--- Information shown ---
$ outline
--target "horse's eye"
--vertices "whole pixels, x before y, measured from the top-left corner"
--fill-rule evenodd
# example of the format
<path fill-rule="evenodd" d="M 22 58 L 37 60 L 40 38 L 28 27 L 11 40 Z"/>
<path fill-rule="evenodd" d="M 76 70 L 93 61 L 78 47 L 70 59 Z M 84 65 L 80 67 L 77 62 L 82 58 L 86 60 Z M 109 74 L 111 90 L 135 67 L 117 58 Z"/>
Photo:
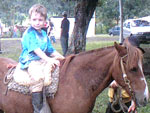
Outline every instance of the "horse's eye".
<path fill-rule="evenodd" d="M 132 72 L 136 72 L 138 69 L 136 68 L 136 67 L 133 67 L 132 69 L 131 69 L 131 71 Z"/>

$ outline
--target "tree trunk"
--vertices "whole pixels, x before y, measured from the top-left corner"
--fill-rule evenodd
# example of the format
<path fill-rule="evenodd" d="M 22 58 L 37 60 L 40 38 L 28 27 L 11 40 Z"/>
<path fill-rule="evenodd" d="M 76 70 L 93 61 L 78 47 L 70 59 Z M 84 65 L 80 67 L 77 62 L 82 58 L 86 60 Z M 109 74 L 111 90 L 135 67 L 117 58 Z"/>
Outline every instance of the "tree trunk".
<path fill-rule="evenodd" d="M 98 0 L 82 0 L 77 4 L 75 8 L 75 25 L 67 55 L 85 51 L 86 34 L 97 3 Z"/>

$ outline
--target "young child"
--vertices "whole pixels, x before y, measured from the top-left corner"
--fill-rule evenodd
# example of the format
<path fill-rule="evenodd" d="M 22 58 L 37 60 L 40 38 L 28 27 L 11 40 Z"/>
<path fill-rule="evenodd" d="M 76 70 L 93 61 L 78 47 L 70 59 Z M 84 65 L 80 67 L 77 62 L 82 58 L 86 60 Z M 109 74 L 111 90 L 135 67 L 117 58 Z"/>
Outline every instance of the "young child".
<path fill-rule="evenodd" d="M 43 106 L 42 89 L 45 81 L 46 85 L 51 83 L 51 69 L 59 66 L 59 60 L 64 59 L 53 48 L 46 32 L 42 30 L 46 18 L 47 10 L 43 5 L 35 4 L 30 8 L 31 26 L 23 34 L 22 53 L 19 58 L 20 68 L 27 70 L 34 82 L 30 87 L 34 113 L 40 113 Z"/>

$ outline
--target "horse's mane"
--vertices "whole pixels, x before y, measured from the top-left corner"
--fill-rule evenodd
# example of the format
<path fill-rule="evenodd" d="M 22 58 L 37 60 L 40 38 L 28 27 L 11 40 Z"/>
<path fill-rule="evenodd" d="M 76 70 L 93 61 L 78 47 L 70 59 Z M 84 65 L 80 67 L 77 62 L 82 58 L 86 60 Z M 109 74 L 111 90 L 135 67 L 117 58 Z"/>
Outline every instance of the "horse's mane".
<path fill-rule="evenodd" d="M 103 47 L 103 48 L 98 48 L 98 49 L 93 49 L 93 50 L 89 50 L 89 51 L 85 51 L 85 52 L 81 52 L 79 54 L 77 54 L 78 56 L 82 56 L 82 55 L 87 55 L 87 54 L 92 54 L 92 53 L 97 53 L 97 52 L 102 52 L 105 51 L 106 53 L 110 52 L 112 49 L 114 48 L 114 46 L 108 46 L 108 47 Z M 107 50 L 107 51 L 106 51 Z M 103 54 L 99 54 L 101 56 L 103 56 Z"/>

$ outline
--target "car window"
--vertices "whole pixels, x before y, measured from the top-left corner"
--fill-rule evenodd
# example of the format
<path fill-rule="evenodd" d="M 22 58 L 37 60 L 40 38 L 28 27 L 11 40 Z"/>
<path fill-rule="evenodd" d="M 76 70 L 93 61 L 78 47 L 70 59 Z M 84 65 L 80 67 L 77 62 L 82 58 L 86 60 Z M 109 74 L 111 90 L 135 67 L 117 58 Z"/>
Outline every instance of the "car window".
<path fill-rule="evenodd" d="M 128 22 L 128 24 L 127 24 L 127 26 L 126 26 L 127 28 L 130 28 L 130 22 Z"/>

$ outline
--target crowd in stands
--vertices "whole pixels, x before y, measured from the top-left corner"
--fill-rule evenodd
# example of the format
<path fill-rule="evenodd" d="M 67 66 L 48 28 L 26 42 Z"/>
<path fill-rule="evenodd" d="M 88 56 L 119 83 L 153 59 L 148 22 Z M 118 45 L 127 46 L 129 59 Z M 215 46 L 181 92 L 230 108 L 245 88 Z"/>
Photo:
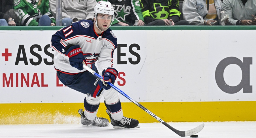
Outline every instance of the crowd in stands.
<path fill-rule="evenodd" d="M 62 0 L 62 25 L 93 20 L 101 1 L 114 8 L 112 25 L 256 25 L 256 0 Z M 0 0 L 0 26 L 55 26 L 56 3 Z M 225 20 L 219 20 L 221 11 Z"/>

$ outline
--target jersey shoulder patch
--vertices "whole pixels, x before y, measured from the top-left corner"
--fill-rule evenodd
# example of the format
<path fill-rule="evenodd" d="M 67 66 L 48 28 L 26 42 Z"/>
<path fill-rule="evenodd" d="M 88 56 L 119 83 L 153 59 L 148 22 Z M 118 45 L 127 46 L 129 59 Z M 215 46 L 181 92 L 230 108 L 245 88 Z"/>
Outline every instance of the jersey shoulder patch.
<path fill-rule="evenodd" d="M 13 6 L 17 6 L 20 3 L 20 0 L 14 0 L 13 1 Z"/>
<path fill-rule="evenodd" d="M 116 35 L 115 35 L 115 34 L 114 34 L 114 33 L 113 33 L 113 32 L 112 32 L 112 31 L 110 31 L 110 33 L 112 35 L 113 37 L 115 38 L 116 38 Z"/>
<path fill-rule="evenodd" d="M 88 22 L 85 21 L 81 22 L 80 24 L 82 25 L 82 26 L 85 28 L 87 28 L 90 26 L 90 24 Z"/>

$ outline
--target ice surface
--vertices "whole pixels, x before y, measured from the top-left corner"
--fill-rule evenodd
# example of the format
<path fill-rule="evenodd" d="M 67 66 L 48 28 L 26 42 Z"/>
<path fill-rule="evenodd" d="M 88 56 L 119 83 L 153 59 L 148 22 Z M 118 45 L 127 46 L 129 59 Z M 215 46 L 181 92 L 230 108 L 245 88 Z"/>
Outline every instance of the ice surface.
<path fill-rule="evenodd" d="M 202 123 L 199 138 L 250 138 L 256 137 L 256 122 L 169 123 L 181 131 L 193 128 Z M 181 137 L 160 123 L 141 123 L 140 128 L 115 129 L 86 128 L 80 124 L 0 125 L 0 137 L 135 138 Z"/>

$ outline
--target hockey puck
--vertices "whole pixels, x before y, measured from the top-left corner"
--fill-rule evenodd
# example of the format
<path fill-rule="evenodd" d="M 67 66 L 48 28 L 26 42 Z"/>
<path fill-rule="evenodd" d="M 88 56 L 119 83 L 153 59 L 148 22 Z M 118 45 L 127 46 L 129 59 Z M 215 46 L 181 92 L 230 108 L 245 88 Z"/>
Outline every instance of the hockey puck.
<path fill-rule="evenodd" d="M 191 135 L 190 136 L 190 137 L 198 137 L 198 135 Z"/>

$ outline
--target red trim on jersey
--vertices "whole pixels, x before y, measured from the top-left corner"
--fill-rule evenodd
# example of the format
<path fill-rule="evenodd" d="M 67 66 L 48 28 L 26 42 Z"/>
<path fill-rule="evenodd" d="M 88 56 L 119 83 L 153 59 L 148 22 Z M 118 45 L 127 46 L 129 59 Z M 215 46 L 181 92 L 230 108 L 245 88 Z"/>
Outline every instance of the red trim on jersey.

--- Task objective ---
Reproduce all of the material above word for word, omitting the pictures.

--- Problem solution ---
$ outline
--target "horse's eye"
--vertices "whole pixels, x before y, measured from the top-left corner"
--fill-rule evenodd
# example of the format
<path fill-rule="evenodd" d="M 22 58 L 37 60 L 40 38 L 28 27 L 11 40 Z"/>
<path fill-rule="evenodd" d="M 76 70 L 93 61 L 78 47 L 70 59 Z M 84 65 L 80 67 L 77 62 L 82 58 L 86 60 Z M 109 74 L 111 90 L 135 67 L 117 58 Z"/>
Photo:
Outline every instance of the "horse's eye".
<path fill-rule="evenodd" d="M 132 72 L 136 72 L 138 69 L 136 68 L 136 67 L 133 67 L 132 69 L 131 69 L 131 71 Z"/>

$ outline
--target "tree trunk"
--vertices "whole pixels, x before y, measured from the top-left corner"
--fill-rule evenodd
# example of the format
<path fill-rule="evenodd" d="M 22 58 L 37 60 L 40 38 L 28 27 L 11 40 Z"/>
<path fill-rule="evenodd" d="M 76 70 L 93 61 L 78 47 L 70 59 Z M 84 65 L 80 67 L 77 62 L 82 58 L 86 60 Z M 109 74 L 111 90 L 135 67 L 117 58 Z"/>
Outline every instance of the "tree trunk".
<path fill-rule="evenodd" d="M 98 0 L 82 0 L 77 4 L 75 8 L 75 25 L 67 55 L 85 51 L 86 34 L 97 3 Z"/>

$ outline
--target "young child"
--vertices "whole pixels, x before y, measured from the top-left corner"
--fill-rule evenodd
# example of the format
<path fill-rule="evenodd" d="M 22 58 L 37 60 L 40 38 L 28 27 L 11 40 Z"/>
<path fill-rule="evenodd" d="M 76 70 L 93 61 L 78 47 L 70 59 Z M 84 65 L 80 67 L 77 62 L 82 58 L 86 60 Z M 109 74 L 111 90 L 135 67 L 117 58 Z"/>
Outline every instance of the "young child".
<path fill-rule="evenodd" d="M 43 106 L 42 89 L 45 81 L 46 85 L 51 83 L 51 69 L 59 66 L 59 60 L 64 59 L 53 48 L 46 32 L 42 30 L 46 18 L 47 10 L 43 5 L 35 4 L 30 8 L 31 26 L 23 34 L 22 53 L 19 58 L 20 68 L 27 70 L 34 82 L 30 87 L 34 113 L 40 113 Z"/>

$ outline
--target "horse's mane"
--vertices "whole pixels, x before y, measured from the top-left corner"
--fill-rule evenodd
# example of the format
<path fill-rule="evenodd" d="M 22 58 L 37 60 L 40 38 L 28 27 L 11 40 Z"/>
<path fill-rule="evenodd" d="M 76 70 L 93 61 L 78 47 L 70 59 Z M 84 65 L 80 67 L 77 62 L 82 58 L 86 60 Z M 109 74 L 111 90 L 135 67 L 117 58 Z"/>
Outline every instance of the "horse's mane".
<path fill-rule="evenodd" d="M 103 47 L 103 48 L 98 48 L 98 49 L 93 49 L 93 50 L 89 50 L 89 51 L 85 51 L 85 52 L 81 52 L 79 54 L 77 54 L 78 56 L 82 56 L 82 55 L 87 55 L 87 54 L 92 54 L 92 53 L 97 53 L 97 52 L 102 52 L 105 51 L 106 53 L 110 52 L 112 49 L 114 48 L 114 46 L 108 46 L 108 47 Z M 107 50 L 107 51 L 106 51 Z M 103 54 L 99 54 L 101 56 L 103 56 Z"/>

$ outline
--target "car window"
--vertices "whole pixels, x before y, measured from the top-left corner"
--fill-rule evenodd
# example of the format
<path fill-rule="evenodd" d="M 22 58 L 37 60 L 40 38 L 28 27 L 11 40 Z"/>
<path fill-rule="evenodd" d="M 76 70 L 93 61 L 78 47 L 70 59 Z M 84 65 L 80 67 L 77 62 L 82 58 L 86 60 Z M 109 74 L 111 90 L 135 67 L 117 58 Z"/>
Outline every instance of the "car window".
<path fill-rule="evenodd" d="M 128 22 L 128 24 L 127 24 L 127 26 L 126 26 L 127 28 L 130 28 L 130 22 Z"/>

$ outline
--target crowd in stands
--vertices "whole pixels, x before y, measured from the top-left corner"
--fill-rule evenodd
# example of the format
<path fill-rule="evenodd" d="M 67 66 L 48 28 L 26 42 Z"/>
<path fill-rule="evenodd" d="M 88 56 L 119 83 L 153 59 L 148 22 Z M 118 45 L 127 46 L 129 59 Z M 215 46 L 181 92 L 230 108 L 245 88 Z"/>
Photo:
Outline every instance of the crowd in stands.
<path fill-rule="evenodd" d="M 62 0 L 62 25 L 93 20 L 101 1 L 114 8 L 112 25 L 256 25 L 256 0 Z M 0 0 L 0 26 L 55 26 L 56 3 Z M 225 20 L 219 20 L 221 11 Z"/>

$ outline
--target jersey shoulder patch
--vertices "whole pixels, x before y, measured from the top-left corner"
--fill-rule evenodd
# example of the format
<path fill-rule="evenodd" d="M 67 66 L 48 28 L 26 42 Z"/>
<path fill-rule="evenodd" d="M 88 56 L 119 83 L 153 59 L 148 22 Z M 118 45 L 127 46 L 129 59 Z M 215 46 L 181 92 L 230 108 L 245 88 Z"/>
Outline every instance of the jersey shoulder patch.
<path fill-rule="evenodd" d="M 13 6 L 17 6 L 20 3 L 20 0 L 14 0 L 13 1 Z"/>
<path fill-rule="evenodd" d="M 116 35 L 115 35 L 115 34 L 114 34 L 114 33 L 113 33 L 113 32 L 112 32 L 112 31 L 110 31 L 110 33 L 112 35 L 113 37 L 115 38 L 116 38 Z"/>
<path fill-rule="evenodd" d="M 88 22 L 85 21 L 81 22 L 80 24 L 82 25 L 82 26 L 85 28 L 87 28 L 90 26 L 90 24 Z"/>

$ outline
--target ice surface
--vertices "whole pixels, x before y, measured from the top-left corner"
--fill-rule evenodd
# example of the format
<path fill-rule="evenodd" d="M 67 66 L 48 28 L 26 42 Z"/>
<path fill-rule="evenodd" d="M 88 56 L 119 83 L 153 59 L 148 22 Z M 118 45 L 127 46 L 129 59 Z M 215 46 L 181 92 L 230 108 L 245 88 Z"/>
Outline every instance of the ice surface.
<path fill-rule="evenodd" d="M 202 123 L 199 138 L 250 138 L 256 137 L 256 122 L 169 123 L 181 131 L 193 128 Z M 181 137 L 160 123 L 141 123 L 140 128 L 115 129 L 86 128 L 80 124 L 0 125 L 0 137 L 135 138 Z"/>

$ outline
--target hockey puck
--vertices "whole pixels, x before y, measured from the top-left corner"
--fill-rule evenodd
# example of the format
<path fill-rule="evenodd" d="M 67 66 L 48 28 L 26 42 Z"/>
<path fill-rule="evenodd" d="M 88 56 L 119 83 L 153 59 L 148 22 Z M 118 45 L 127 46 L 129 59 Z M 215 46 L 181 92 L 230 108 L 245 88 Z"/>
Outline every instance of the hockey puck.
<path fill-rule="evenodd" d="M 191 135 L 190 136 L 190 137 L 198 137 L 198 135 Z"/>

$ outline
--target red trim on jersey
--vertices "whole pixels, x before y, measured from the top-left corner"
--fill-rule evenodd
# example of the format
<path fill-rule="evenodd" d="M 67 66 L 48 28 L 26 42 Z"/>
<path fill-rule="evenodd" d="M 88 56 L 119 83 L 153 59 L 148 22 Z M 118 45 L 127 46 L 129 59 Z M 215 46 L 181 92 L 230 108 L 245 88 Z"/>
Outline every instance of the red trim on jersey.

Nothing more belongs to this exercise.